_PROVIDED TEXT_.
>> begin
Corey's Projects: GetField


	Professional Software Consulting

The getField C utility

In modern programming languages, doing an operation such as splitting a string into parts is a simple process. However, in the C world, this seemingly simple task is not a part of the standard ANSI-C library. If you use C++, there is a string class generally available that helps you in this regard, but even those may vary in operation from compiler to compiler.

Towards this end, many years ago I wrote a function that I've used on practically every C programming job I've ever had. Initially, this was simply used to extract a field from a string and place it into a buffer provided by the caller. That is what the function getField does.

This worked fine as long as all I had to deal with was English ASCII text that was defined as a sequence of single byte characters terminated by a NULL character (i.e., a C string). My first job dealing with internationalization changed this drastically.

ASCII was defined many decades ago, by mono-lingual English speakers. It didn't consider other languages. It defines 128 characters, half of what a byte can hold, and it seemed plenty: 26 for lower case letters, 26 for upper-case letters, 10 for the digits, a few dozen for special characters (percent, ampersand, caret, etc.), some hidden characters for computer talk (NULL, SOH, EOL, etc.), and you still have some left over.

But then the Europeans complained, "What about our umlauts and cidillas and other special characters?" So the powers that be decided to define "extended ASCII": this used the other 127 values in a byte to define all those extra characters that European languages use. Offically called ISO 8859-1, this is frequently called Latin1, and often is the default character set on computers sold in western countries. Many western web sites also use this encoding.

This website, however, uses what is fast becoming the best encoding for internationalization: UTF-8. UTF-8 is a type of unicode encoding whereby all letters in the world in any language can be uniquely identified. So Japanese, Arabic, Hebrew, Mandarin, and any other language can be displayed properly.
>> end
_RECORDED INFORMATION_.
>> begin
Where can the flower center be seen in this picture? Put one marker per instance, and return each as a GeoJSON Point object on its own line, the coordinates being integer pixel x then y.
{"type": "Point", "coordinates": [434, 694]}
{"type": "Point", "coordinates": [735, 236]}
>> end
_WHAT THIS TASK INVOLVES_. Retype the stretch of the getField page from "Professional Software Consulting" through "compiler to compiler." word for word. The data has no role here.

_SOLUTION TO THIS TASK_.
Professional Software Consulting

The getField C utility

In modern programming languages, doing an operation such as splitting a string into parts is a simple process. However, in the C world, this seemingly simple task is not a part of the standard ANSI-C library. If you use C++, there is a string class generally available that helps you in this regard, but even those may vary in operation from compiler to compiler.